Issue 39: PdfTokenParseError when trying to optimize pdf
Status:  Fixed
Owner:
Closed:  Feb 2011
Reported by dr.dan.drake@gmail.com, Nov 29, 2010
The PDF is the book "Analytic Combinatorics", available from http://algo.inria.fr/flajolet/Publications/books.html

I used "./pdfsizeopt.py --use-pngout=true --use-jbig2=true --use-multivalent=true --do-unify-fonts=false" to optimize.

What does pdfsizeopt display when running the command above?

I get:

info: This is pdfsizeopt.py rUNKNOWN.
info: loading PDF from: book.pdf
info: loaded PDF of 12141468 bytes
info: separated to 3673 objs
Traceback (most recent call last):
  File "./pdfsizeopt.py", line 6157, in <module>
    main(sys.argv)
  File "./pdfsizeopt.py", line 6133, in main
    ).Load(file_name)
  File "./pdfsizeopt.py", line 3037, in Load
    do_ignore_generation_numbers=self.do_ignore_generation_numbers)
  File "./pdfsizeopt.py", line 344, in __init__
    (other[start : start + 32], file_ofs))
__main__.PdfTokenParseError: X Y obj expected, got '&nJ\xd2\xde\x12w\xfeFX?T\xd9\x06\x13\xd4\xdbf\xbe\xca\x80\x18\xe7\xb8k\xf7\\\xb87\xda\xa7\x8c' at ofs=688

...and no output pdf is produced.

I checked out the sources, and my copy of pdfsizeopt is identical to the current checkout: $Id: pdfsizeopt.py 134 2009-11-29 11:48:12Z ptspts $


Feb 10, 2011
Project Member #1 pts...@gmail.com
Sorry for the long time it took for me to respond.

Thank you for reporting this bug. It's fixed in r143.

Please note that book.pdf is invalid: its xref table contains the offset 688, but there is no valid object there. I made pdfsizeopt.py ignore such a problem (printing a warning instead).
Status: Fixed
★ ★ ★ ★ ★ ★ ★
### What the task asks:
Answer these questions from the issue report:
(a) How many bytes did the loaded PDF have?
(b) In which revision was the bug fixed?
(c) What does pdfsizeopt.py now do instead of failing when this problem comes up?
The lines that come next are separate material with no connection to the issue report.

Records from a dataset:
★ ★ ★ ★ ★ ★ ★
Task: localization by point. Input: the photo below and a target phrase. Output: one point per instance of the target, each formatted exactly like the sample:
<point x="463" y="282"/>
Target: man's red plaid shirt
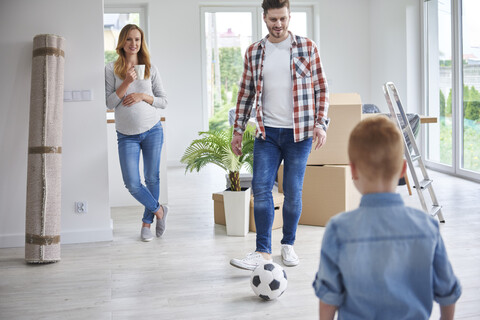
<point x="310" y="92"/>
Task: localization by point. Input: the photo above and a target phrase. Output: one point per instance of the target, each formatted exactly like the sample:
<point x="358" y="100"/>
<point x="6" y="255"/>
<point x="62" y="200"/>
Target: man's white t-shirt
<point x="277" y="85"/>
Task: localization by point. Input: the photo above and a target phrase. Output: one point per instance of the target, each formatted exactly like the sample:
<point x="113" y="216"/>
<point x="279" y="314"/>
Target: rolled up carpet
<point x="43" y="211"/>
★ ★ ★ ★ ★ ★ ★
### Written answer:
(a) 12141468 bytes
(b) r143
(c) It prints a warning.